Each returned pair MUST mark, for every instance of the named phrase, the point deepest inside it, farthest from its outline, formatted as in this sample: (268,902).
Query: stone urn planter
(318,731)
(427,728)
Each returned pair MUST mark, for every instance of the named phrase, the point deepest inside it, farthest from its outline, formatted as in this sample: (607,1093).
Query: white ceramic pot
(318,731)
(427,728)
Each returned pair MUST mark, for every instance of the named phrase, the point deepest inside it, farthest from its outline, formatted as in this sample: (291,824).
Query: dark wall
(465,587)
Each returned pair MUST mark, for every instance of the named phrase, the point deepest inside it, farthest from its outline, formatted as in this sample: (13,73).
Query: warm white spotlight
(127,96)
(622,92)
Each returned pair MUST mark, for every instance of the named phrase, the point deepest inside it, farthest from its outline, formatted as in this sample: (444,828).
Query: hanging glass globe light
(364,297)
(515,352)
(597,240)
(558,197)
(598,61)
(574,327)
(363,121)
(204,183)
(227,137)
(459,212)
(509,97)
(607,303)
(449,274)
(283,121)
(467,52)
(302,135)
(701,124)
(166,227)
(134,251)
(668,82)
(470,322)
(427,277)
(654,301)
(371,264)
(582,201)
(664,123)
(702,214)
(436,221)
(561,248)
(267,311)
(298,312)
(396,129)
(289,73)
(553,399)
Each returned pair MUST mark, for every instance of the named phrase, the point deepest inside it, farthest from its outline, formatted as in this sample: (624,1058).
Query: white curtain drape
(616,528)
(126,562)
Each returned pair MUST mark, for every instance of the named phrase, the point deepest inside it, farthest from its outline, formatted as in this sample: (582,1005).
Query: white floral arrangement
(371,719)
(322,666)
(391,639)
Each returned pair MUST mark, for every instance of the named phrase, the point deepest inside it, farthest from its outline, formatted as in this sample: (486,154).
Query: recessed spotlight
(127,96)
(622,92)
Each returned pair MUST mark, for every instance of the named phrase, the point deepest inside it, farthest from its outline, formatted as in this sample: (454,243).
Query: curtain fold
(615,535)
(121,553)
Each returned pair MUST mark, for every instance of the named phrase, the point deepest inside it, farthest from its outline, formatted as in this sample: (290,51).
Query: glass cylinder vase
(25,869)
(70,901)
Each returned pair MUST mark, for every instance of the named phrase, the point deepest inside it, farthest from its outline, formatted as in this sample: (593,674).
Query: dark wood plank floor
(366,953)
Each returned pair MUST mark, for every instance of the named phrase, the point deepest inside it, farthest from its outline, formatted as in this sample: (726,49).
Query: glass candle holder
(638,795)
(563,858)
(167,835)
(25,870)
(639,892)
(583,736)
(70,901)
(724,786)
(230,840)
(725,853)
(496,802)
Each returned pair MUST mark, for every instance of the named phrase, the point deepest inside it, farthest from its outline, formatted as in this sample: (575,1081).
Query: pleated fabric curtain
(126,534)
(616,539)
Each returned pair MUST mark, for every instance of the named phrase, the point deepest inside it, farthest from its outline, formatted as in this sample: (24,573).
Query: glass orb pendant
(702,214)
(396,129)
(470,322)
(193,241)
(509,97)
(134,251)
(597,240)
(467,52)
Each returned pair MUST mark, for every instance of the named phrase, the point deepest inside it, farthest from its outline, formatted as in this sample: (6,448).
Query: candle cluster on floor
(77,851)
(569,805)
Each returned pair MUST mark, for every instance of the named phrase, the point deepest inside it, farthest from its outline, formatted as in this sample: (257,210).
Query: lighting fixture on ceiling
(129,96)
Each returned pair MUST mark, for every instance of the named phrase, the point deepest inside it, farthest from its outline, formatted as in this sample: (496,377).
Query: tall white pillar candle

Work to complete: Give back the entire listing, line for line, exactly as it stands.

Answer below:
Each returned pair MUST mark, for every instance of the named phrase, the point deepest inside it, farthest from its outline, formatted as in this sample: (268,902).
Query: stone urn planter
(318,731)
(427,728)
Each returned pair MUST mark, for every instance of the named phrase, the point deepest inside it, farthest from its outline, formatted as in this sample: (607,1093).
Query: white ceramic pot
(318,731)
(427,728)
Each returned pair MUST mark, for every instance of the named phrase, the point deepest inside it, farthest from its outline, formatted as in this sample: (291,824).
Query: dark wall
(465,587)
Each returned pair MUST mark, for every instance of the named phrase, the point deepest inside it, farthest from its outline, formatted as in this sample: (13,73).
Query: warm white spotlight
(127,96)
(622,92)
Each returned pair MUST mark, for every instance of the named phrase, the point deepest inside it, farthest from its outline, formatted as in this sample: (444,828).
Query: hanging glass globe light
(364,297)
(515,352)
(597,240)
(558,197)
(598,61)
(574,327)
(363,121)
(204,183)
(227,137)
(459,212)
(509,97)
(607,303)
(449,274)
(283,121)
(467,52)
(302,135)
(701,124)
(166,227)
(134,251)
(668,82)
(470,322)
(427,277)
(654,301)
(371,264)
(582,201)
(664,123)
(702,214)
(436,221)
(561,248)
(267,311)
(298,312)
(396,129)
(289,73)
(553,399)
Each returned pair MUST mark, for every instance of the named phrase, the point deepest inside it, farthest from its outline, formatted as in this sample: (624,1058).
Query: white curtain drape
(616,528)
(126,562)
Each returned pair MUST mark, for every instance of the named phrase, the point deepest inside it, farthest from its outline, formatted as in this sample: (582,1005).
Query: white floral arrangement
(371,719)
(322,666)
(391,639)
Each returned pair MUST mark, for every instance of the named phrase, the point deepest inside it, farthest from its outline, formatted as in this sample: (486,154).
Query: recessed spotlight
(127,96)
(622,92)
Each returned pair MUST mark, for every instance of the named phrase, the point deepest inside it, farthest from its outline, formatted as in this sample: (454,243).
Query: curtain fold
(615,535)
(121,553)
Each returned pair MUST mark, for every instance of the named phrase, the point deepest inside it, farthest from its outline, formatted as in this sample: (290,51).
Query: glass cylinder vase
(25,869)
(70,901)
Each returned pair MUST mark, for every instance of the named phrase, the point deepest inside it, farthest from its outline, formatted as in this sample: (593,674).
Query: dark wood plank floor
(366,953)
Each returned pair MUST mark, for every instance of the named phrase, the point deepest inside it, farthest from its outline, formatted as in this sample: (726,49).
Query: glass candle holder
(638,795)
(563,858)
(167,835)
(25,870)
(639,892)
(583,736)
(70,901)
(724,786)
(230,840)
(725,853)
(496,802)
Each returned pair MUST mark, for every instance of the named phrase, the point deepest inside it, farthest from its outline, formatted as in this sample: (575,1081).
Query: pleated fabric curtain
(126,534)
(616,539)
Each returned pair MUST mark, for every instance of the named phrase, the point deepest inside it, farthest from its outline, formatted as in this sample: (24,573).
Query: glass orb pendant
(702,214)
(396,129)
(470,322)
(193,241)
(509,97)
(134,251)
(597,240)
(467,52)
Each returned pair MUST mark, for every instance of the named phrase, the point deepest inside it, farthest from its outline, formatted as in this sample: (6,448).
Query: candle cluster on floor
(77,851)
(569,805)
Each returned pair MUST mark, for every instance of the named phrase, the point deepest inside it, farthest from its outline, formatted as in this sample: (257,210).
Query: lighting fixture on ceiling
(129,96)
Each returned pair MUST mark, for every instance of the named phrase, the point deepest inside it, farthest from its outline, formatted as in this sample: (496,377).
Query: tall white pillar candle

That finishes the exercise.